▶ Exercise instructions:
Revise the stretch of material below from the line containing "the car wheel" through the end, replacing "parked car" with "stationary car" and leaving everything else as it is.

▶ Data records:
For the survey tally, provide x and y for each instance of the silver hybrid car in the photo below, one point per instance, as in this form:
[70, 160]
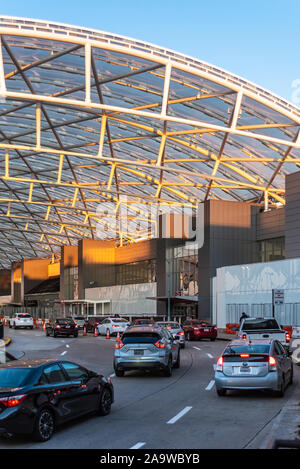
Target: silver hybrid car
[254, 364]
[146, 347]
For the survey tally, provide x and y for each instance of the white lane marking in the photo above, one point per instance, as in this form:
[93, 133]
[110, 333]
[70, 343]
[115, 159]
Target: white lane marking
[138, 445]
[210, 386]
[179, 415]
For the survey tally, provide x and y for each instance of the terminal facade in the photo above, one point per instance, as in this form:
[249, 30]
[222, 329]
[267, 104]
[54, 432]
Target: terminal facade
[98, 277]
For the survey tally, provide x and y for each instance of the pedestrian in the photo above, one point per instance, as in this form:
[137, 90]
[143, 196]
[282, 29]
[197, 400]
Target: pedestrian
[243, 316]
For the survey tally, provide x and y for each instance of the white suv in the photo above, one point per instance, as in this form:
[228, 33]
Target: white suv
[21, 320]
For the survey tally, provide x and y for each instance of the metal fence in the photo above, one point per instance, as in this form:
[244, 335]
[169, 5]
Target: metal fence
[287, 314]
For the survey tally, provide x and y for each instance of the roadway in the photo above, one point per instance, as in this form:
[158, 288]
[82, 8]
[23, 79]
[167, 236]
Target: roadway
[150, 410]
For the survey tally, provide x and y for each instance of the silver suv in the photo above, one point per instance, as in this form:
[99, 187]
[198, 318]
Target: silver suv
[147, 348]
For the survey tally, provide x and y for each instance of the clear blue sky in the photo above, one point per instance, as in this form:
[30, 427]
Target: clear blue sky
[257, 40]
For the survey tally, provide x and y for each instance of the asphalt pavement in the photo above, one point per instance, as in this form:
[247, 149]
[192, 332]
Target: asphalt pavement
[155, 412]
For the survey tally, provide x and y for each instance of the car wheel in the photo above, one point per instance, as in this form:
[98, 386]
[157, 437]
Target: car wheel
[177, 364]
[168, 368]
[44, 426]
[105, 402]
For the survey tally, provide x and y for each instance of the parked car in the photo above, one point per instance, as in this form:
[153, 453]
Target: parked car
[146, 347]
[143, 322]
[63, 326]
[19, 320]
[175, 329]
[262, 328]
[256, 364]
[197, 329]
[93, 321]
[79, 320]
[36, 395]
[114, 325]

▶ The response:
For the survey tally, provide x and y for each instance of the car wheel in the photo above, one point per instance, as in this form:
[98, 386]
[157, 437]
Target: car wheel
[177, 364]
[168, 368]
[44, 426]
[105, 402]
For the survey tally, provide x and y for each instance of the stationary car in the photo above, one point per instance, as in this form:
[153, 453]
Target: stationary car
[146, 347]
[143, 322]
[63, 326]
[19, 320]
[175, 329]
[262, 328]
[256, 364]
[197, 329]
[93, 321]
[79, 320]
[36, 395]
[114, 325]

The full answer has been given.